(Outline records for named regions)

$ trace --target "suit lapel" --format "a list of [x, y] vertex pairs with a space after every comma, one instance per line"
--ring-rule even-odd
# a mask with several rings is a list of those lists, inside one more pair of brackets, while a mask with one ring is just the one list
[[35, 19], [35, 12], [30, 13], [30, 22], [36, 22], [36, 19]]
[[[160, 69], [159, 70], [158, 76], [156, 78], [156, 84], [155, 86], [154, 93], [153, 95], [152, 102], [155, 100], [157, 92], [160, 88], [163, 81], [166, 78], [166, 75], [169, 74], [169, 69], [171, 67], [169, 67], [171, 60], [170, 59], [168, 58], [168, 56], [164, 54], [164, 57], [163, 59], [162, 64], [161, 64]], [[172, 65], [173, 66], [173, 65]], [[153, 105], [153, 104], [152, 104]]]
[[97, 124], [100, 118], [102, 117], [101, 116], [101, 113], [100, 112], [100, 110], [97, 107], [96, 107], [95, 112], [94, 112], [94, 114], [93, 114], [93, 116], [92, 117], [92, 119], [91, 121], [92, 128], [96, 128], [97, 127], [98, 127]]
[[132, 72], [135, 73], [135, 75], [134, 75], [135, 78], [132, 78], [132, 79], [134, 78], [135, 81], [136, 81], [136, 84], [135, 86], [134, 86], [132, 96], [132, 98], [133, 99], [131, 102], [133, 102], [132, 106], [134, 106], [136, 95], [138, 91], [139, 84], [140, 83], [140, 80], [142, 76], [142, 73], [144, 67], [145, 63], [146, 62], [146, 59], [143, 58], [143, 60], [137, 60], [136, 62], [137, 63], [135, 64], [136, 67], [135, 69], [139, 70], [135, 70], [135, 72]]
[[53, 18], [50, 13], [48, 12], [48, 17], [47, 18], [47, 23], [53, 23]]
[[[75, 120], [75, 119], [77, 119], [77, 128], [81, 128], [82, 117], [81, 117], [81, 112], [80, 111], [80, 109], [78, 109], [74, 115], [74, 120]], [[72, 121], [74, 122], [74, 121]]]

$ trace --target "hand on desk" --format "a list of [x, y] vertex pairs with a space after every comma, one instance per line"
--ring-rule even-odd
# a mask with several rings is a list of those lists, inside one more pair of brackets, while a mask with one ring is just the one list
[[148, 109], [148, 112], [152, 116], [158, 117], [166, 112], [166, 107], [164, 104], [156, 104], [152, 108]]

--

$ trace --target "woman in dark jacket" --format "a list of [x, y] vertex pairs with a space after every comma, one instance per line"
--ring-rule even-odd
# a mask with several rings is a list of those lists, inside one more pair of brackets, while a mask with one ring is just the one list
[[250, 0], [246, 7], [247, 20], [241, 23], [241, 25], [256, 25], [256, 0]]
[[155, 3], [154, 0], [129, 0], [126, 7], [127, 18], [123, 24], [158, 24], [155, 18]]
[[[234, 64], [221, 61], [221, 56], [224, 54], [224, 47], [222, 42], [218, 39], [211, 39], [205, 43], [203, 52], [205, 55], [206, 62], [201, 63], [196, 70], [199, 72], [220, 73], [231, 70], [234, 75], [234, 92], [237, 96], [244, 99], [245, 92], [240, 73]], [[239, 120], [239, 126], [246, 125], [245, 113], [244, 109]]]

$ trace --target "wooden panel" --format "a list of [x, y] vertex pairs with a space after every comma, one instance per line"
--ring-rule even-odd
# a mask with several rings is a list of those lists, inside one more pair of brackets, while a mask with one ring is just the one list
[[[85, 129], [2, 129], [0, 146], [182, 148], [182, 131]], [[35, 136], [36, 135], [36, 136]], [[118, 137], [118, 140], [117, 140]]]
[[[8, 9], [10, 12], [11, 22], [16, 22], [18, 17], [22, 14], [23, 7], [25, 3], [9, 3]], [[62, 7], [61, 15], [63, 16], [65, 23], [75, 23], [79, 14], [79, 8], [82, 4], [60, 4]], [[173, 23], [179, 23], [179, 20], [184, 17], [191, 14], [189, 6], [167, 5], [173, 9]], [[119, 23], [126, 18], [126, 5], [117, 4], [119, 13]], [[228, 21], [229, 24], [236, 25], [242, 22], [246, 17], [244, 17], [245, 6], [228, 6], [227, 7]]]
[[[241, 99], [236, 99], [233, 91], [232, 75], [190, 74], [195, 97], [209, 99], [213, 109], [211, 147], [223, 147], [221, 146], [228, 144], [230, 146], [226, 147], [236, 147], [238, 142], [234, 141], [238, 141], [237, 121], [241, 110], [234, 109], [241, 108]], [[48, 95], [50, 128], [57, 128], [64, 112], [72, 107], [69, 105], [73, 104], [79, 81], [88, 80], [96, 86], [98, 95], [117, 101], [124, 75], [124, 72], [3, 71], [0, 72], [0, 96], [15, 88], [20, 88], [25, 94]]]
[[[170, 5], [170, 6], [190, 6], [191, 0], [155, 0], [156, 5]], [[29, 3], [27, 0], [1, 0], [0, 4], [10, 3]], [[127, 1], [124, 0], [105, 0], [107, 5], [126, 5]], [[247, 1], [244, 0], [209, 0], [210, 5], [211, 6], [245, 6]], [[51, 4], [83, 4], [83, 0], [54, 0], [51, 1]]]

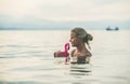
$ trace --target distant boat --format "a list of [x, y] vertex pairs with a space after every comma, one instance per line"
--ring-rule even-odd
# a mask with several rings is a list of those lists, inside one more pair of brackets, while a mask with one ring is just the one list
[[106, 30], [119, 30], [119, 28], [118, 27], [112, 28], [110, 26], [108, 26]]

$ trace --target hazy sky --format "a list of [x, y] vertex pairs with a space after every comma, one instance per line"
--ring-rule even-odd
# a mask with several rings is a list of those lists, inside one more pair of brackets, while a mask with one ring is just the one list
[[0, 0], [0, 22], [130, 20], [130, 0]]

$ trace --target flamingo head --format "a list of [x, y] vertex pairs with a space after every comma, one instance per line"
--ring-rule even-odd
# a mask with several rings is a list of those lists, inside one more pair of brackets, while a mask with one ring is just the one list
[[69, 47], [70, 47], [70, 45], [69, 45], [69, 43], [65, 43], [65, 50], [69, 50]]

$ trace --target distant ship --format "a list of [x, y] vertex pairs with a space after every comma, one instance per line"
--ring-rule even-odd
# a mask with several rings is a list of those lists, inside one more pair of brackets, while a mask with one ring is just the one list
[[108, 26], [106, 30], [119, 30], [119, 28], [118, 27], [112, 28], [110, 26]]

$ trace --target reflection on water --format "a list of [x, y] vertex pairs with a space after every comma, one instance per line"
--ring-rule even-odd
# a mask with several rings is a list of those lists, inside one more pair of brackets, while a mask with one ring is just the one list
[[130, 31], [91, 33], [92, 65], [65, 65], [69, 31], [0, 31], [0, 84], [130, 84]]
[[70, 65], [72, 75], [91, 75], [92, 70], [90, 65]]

---

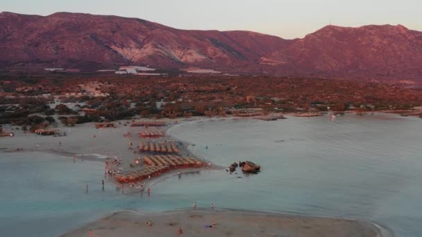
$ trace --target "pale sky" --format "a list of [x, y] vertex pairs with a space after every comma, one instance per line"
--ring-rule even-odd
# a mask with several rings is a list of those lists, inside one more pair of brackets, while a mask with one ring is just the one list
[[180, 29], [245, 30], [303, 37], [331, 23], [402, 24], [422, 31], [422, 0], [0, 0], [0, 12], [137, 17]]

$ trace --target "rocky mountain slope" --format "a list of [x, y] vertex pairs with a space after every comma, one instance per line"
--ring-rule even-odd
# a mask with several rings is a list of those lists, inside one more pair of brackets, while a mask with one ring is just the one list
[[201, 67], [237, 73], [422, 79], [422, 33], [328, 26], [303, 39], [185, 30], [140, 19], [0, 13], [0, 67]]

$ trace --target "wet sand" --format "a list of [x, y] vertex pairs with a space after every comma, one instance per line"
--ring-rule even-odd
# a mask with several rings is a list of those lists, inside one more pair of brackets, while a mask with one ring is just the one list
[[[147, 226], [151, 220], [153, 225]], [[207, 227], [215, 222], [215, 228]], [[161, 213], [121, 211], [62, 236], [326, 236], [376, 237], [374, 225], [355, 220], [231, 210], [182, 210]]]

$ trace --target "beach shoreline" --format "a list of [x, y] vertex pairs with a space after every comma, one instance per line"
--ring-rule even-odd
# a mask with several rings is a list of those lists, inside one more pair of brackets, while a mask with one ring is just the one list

▶ [Short task]:
Copy out the stretch of the listing above, from the line containing "trace --target hazy" through the line containing "28], [110, 26]]", including both of those lines.

▶ [Answer to this problem]:
$ trace --target hazy sky --format "a list of [x, y] vertex pairs with a space after every comma, one instance per line"
--ring-rule even-odd
# a mask with several rings is a list of those lists, inside one more pair of brackets, while a mask with one ring is just the one list
[[0, 0], [0, 22], [130, 20], [130, 0]]

$ trace --target flamingo head --format "a list of [x, y] vertex pairs with a space after every comma, one instance per line"
--ring-rule even-odd
# a mask with several rings is a list of those lists, inside one more pair of brackets, while a mask with one ring is just the one list
[[69, 47], [70, 47], [70, 45], [69, 45], [69, 43], [65, 43], [65, 50], [69, 50]]

$ trace --target distant ship --format "a list of [x, y] vertex pairs with a space after every comma, one instance per line"
--ring-rule even-odd
# a mask with several rings is a list of those lists, inside one more pair of brackets, while a mask with one ring is just the one list
[[108, 26], [106, 30], [119, 30], [119, 28], [118, 27], [112, 28], [110, 26]]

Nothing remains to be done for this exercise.